Work to do: Format the entries between the line holding "Put a point on every instance of the asphalt" and the line holding "<point>145,88</point>", inclusive, as a numbered list, omitting any blank lines.

#### Given information ####

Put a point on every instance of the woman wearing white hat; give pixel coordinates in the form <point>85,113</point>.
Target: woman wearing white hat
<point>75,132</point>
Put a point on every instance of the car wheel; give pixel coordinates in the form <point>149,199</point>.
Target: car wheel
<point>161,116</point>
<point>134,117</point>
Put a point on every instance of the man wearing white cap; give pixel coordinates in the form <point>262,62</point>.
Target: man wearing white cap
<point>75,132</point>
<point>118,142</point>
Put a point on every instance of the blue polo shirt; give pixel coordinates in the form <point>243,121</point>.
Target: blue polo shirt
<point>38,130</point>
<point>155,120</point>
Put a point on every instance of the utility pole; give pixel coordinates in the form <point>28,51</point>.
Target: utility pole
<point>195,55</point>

####
#### Given information ####

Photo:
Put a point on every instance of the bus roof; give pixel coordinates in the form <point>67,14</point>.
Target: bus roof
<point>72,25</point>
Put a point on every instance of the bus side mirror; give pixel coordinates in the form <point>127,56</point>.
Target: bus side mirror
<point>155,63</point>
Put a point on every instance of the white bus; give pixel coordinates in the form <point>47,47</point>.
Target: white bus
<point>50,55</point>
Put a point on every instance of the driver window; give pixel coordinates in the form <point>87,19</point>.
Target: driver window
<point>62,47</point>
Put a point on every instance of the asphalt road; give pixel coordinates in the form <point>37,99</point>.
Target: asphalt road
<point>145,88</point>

####

Result of the exercise:
1. Put a point on every instance of the asphalt road; give pixel coordinates in the form <point>37,99</point>.
2. Target: asphalt road
3. <point>145,88</point>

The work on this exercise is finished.